----- Data to use -----
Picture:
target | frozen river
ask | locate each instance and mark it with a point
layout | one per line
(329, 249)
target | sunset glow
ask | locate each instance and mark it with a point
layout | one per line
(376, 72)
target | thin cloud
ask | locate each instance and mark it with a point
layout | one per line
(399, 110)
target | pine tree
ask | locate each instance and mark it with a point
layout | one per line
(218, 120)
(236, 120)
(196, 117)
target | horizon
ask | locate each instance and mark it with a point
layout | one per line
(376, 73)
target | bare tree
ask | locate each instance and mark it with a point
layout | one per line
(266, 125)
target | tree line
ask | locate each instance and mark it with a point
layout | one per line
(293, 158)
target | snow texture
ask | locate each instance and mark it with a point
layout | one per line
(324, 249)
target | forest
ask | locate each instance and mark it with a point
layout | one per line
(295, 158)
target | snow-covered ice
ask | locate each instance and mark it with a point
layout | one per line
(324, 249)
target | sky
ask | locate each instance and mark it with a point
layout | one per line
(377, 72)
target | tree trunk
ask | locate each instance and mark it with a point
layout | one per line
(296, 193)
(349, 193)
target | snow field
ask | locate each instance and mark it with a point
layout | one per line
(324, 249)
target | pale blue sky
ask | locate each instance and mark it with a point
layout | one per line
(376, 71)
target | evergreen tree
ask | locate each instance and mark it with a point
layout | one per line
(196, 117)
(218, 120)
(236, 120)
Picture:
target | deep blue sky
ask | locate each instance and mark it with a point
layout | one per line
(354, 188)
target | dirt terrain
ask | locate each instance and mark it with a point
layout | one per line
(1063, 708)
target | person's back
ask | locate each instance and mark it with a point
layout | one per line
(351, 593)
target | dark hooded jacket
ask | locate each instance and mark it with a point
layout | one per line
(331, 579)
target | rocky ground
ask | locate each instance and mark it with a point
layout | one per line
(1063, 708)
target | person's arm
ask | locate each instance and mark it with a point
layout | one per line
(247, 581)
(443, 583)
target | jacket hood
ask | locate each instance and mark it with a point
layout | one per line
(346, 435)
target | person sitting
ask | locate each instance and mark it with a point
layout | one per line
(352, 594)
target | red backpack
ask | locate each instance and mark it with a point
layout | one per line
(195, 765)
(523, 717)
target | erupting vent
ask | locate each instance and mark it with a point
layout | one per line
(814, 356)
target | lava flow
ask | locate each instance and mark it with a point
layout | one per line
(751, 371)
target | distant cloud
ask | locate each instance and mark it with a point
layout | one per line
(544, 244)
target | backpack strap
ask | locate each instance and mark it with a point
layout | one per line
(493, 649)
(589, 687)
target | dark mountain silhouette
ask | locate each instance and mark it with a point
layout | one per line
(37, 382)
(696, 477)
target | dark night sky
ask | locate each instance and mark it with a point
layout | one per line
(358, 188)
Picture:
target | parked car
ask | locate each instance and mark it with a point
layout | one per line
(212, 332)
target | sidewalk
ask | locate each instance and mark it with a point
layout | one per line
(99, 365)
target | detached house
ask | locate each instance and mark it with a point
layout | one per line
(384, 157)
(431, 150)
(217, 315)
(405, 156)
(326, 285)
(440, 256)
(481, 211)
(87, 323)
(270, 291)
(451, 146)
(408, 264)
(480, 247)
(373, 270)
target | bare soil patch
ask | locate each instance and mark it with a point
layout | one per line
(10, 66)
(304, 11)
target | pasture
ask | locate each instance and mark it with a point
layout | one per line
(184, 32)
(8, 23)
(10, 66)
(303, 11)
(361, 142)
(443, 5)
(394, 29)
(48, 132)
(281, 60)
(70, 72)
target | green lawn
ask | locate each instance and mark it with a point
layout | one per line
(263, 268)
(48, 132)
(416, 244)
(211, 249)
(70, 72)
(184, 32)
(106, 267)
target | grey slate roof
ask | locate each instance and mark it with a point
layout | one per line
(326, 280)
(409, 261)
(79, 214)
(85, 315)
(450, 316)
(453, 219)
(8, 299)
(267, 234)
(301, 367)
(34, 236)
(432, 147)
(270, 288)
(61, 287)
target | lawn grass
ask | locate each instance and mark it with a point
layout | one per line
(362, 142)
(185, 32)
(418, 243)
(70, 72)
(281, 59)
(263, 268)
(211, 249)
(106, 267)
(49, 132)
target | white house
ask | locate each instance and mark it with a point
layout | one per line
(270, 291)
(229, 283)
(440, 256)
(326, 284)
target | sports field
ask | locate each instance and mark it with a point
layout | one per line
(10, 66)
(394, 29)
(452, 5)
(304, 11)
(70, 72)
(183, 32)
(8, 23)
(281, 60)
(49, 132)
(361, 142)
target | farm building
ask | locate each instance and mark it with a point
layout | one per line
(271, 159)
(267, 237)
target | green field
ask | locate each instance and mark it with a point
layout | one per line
-----
→ **Your goal**: Lines containing the word "person" are to be pulled from the records and copied.

→ **Written response**:
target | person's back
target | person's arm
target | person sitting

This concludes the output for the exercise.